• **Work required**:
Any picture in the data below should be skipped, while every line is repeated exactly.

• **Exercise data**:
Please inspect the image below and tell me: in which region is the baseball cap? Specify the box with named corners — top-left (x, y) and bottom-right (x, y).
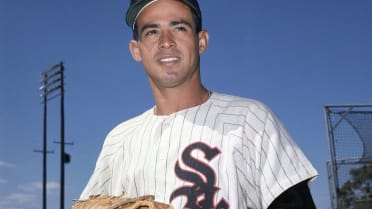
top-left (125, 0), bottom-right (201, 30)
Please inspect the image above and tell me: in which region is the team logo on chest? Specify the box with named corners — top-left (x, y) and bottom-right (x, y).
top-left (170, 142), bottom-right (229, 209)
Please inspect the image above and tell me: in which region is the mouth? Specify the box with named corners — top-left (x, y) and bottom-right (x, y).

• **Your response**:
Please inspect the image below and tell me: in which region is the baseball cap? Specify the box with named corners — top-left (x, y) and bottom-right (x, y).
top-left (125, 0), bottom-right (201, 30)
Please inspect the image above and tell me: in which region is the team logo on chest? Specify the box with named corners — top-left (x, y) and bottom-right (x, y).
top-left (170, 142), bottom-right (229, 209)
Please inspect the image above and tell me: in which region is the mouth? Specify the box with named corners — top-left (x, y) and bottom-right (x, y).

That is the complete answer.